## Start Task input

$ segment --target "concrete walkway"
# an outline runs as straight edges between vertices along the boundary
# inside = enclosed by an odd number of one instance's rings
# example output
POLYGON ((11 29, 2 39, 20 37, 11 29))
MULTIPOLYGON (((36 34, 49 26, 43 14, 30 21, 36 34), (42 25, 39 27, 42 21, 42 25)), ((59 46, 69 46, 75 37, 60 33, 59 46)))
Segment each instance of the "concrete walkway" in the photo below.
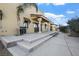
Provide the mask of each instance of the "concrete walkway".
POLYGON ((59 33, 31 52, 29 56, 79 56, 79 37, 69 37, 59 33))

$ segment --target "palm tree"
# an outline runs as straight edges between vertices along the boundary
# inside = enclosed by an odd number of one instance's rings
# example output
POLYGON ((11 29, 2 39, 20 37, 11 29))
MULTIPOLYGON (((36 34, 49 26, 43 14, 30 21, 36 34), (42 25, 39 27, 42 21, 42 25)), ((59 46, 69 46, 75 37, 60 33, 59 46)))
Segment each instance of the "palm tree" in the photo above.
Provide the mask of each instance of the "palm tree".
POLYGON ((36 3, 30 3, 31 5, 33 5, 36 8, 36 12, 38 12, 38 6, 36 5, 36 3))

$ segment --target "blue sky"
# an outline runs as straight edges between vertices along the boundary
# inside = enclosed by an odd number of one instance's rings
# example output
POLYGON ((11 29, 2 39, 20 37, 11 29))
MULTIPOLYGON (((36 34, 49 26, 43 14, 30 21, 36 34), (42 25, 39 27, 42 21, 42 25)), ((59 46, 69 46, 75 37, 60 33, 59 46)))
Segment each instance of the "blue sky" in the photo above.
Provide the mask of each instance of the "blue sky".
POLYGON ((39 3, 38 8, 55 24, 67 25, 71 18, 79 16, 79 3, 39 3))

## End Task input

**Short problem**
Render every line of the material above as a JSON list of strings, one string per line, omitting blank lines and leaving out the pictures.

**The reply**
[
  "$ segment --target \"concrete walkway\"",
  "# an outline runs as straight edges between vertices along the boundary",
  "# inside = enclosed by an odd number of one instance's rings",
  "# example output",
  "POLYGON ((11 29, 2 39, 20 37, 11 29))",
  "MULTIPOLYGON (((36 34, 49 26, 43 14, 30 21, 36 34), (42 25, 39 27, 42 21, 42 25)), ((59 46, 69 46, 75 37, 60 33, 59 46)))",
  "Segment each instance of the \"concrete walkway\" in the photo below.",
  "Provide the mask of each instance of the \"concrete walkway\".",
  "POLYGON ((59 33, 31 52, 29 56, 79 56, 79 37, 69 37, 59 33))",
  "$ segment --target \"palm tree\"",
  "# an outline runs as straight edges between vertices along the boundary",
  "# inside = enclosed by an odd number of one instance's rings",
  "# example output",
  "POLYGON ((11 29, 2 39, 20 37, 11 29))",
  "MULTIPOLYGON (((36 34, 49 26, 43 14, 30 21, 36 34), (42 25, 39 27, 42 21, 42 25)), ((59 46, 69 46, 75 37, 60 33, 59 46)))",
  "Segment each instance of the \"palm tree\" in the photo above.",
  "Provide the mask of each instance of the \"palm tree\".",
  "POLYGON ((36 3, 30 3, 31 5, 33 5, 36 8, 36 12, 38 12, 38 6, 36 5, 36 3))",
  "$ segment --target \"blue sky\"",
  "# an outline runs as straight edges between vertices along the boundary",
  "# inside = enclosed by an odd number of one instance's rings",
  "# example output",
  "POLYGON ((11 29, 2 39, 20 37, 11 29))",
  "MULTIPOLYGON (((36 34, 49 26, 43 14, 30 21, 36 34), (42 25, 39 27, 42 21, 42 25)), ((59 46, 69 46, 75 37, 60 33, 59 46)))",
  "Segment each instance of the \"blue sky\" in the photo above.",
  "Provide the mask of each instance of the \"blue sky\".",
  "POLYGON ((39 3, 38 8, 55 24, 67 25, 71 18, 79 16, 79 3, 39 3))"
]